Supplied records =
━━━━
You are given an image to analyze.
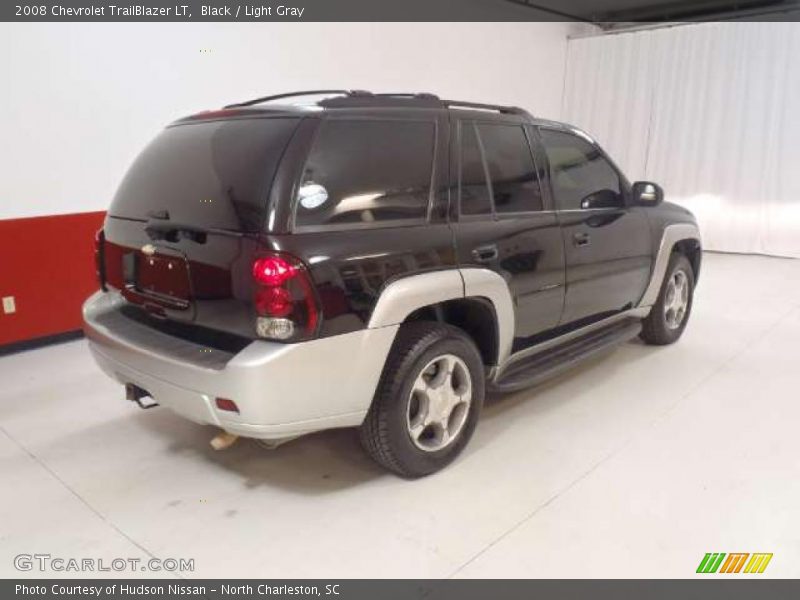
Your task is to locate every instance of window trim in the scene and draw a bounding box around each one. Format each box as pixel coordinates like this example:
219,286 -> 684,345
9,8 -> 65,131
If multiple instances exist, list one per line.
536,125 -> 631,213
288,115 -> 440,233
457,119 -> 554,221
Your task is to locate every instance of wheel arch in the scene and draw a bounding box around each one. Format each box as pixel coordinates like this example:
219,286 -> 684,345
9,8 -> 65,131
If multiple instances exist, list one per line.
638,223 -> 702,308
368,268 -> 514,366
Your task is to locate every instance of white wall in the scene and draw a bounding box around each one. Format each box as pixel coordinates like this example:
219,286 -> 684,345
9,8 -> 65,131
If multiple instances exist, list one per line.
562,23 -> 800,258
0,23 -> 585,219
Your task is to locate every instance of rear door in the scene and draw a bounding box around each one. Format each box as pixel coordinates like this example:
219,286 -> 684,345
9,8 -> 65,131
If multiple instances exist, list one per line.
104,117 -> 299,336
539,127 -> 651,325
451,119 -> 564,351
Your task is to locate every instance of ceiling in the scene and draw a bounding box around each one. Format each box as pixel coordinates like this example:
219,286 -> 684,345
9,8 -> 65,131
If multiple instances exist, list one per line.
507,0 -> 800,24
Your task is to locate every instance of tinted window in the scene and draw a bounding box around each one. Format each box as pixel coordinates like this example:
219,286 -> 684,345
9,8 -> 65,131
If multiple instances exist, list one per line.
━━━━
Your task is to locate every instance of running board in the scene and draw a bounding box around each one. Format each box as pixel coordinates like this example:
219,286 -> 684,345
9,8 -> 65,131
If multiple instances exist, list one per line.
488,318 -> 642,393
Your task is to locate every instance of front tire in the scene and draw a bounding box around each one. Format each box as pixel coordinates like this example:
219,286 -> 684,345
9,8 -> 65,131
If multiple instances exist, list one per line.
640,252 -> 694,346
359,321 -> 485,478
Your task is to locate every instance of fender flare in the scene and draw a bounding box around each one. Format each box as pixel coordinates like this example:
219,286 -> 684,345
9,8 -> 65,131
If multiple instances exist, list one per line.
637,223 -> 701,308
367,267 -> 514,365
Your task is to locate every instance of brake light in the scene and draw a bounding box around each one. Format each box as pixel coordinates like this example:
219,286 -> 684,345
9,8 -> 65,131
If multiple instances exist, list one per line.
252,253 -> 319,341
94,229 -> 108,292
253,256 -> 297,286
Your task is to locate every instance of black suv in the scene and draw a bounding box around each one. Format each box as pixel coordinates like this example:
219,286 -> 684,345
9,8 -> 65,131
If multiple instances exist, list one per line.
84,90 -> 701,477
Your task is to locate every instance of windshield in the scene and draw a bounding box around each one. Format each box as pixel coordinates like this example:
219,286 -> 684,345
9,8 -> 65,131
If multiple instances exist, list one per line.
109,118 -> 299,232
━━━━
Stated goal = Please render the lines above as a numbered list, starting at the line that contains "Your task is to locate every instance of fender" and stopping after the line that contains "109,118 -> 299,232". Include both of those lines, leave out any blank lines, and list nothing else from the items.

Full output =
1. Your task is to locate every instance of fender flare in the scene and draw a bounding box around each one. Format each box as pixel coordinates like this example:
2. 219,286 -> 684,345
3. 9,8 -> 65,131
4. If multiple instances exist, list one per line.
5. 637,223 -> 701,308
6. 367,267 -> 514,365
7. Your task is to locate every instance of brake light in the scene and draw a bounding box around each one. Format each box as pixel coordinates like this example:
8. 219,286 -> 684,345
9. 9,8 -> 65,131
10. If multiple instances exist, list one per line.
11. 252,253 -> 319,341
12. 94,229 -> 108,292
13. 253,256 -> 297,286
14. Your task is to locate every instance of black suv in the scene and draw a bounding box around each one. Format each box as pixel coordinates like this example:
15. 219,286 -> 684,345
16. 9,8 -> 65,131
17. If multiple instances exist, list one per line.
18. 84,90 -> 701,477
19. Your task is to locate every instance of windshield in the scene and draw a bounding box around each one. Format each box as pixel coordinates like this example:
20. 219,286 -> 684,345
21. 9,8 -> 65,131
22. If multiple instances exist, list one per line.
23. 109,118 -> 299,232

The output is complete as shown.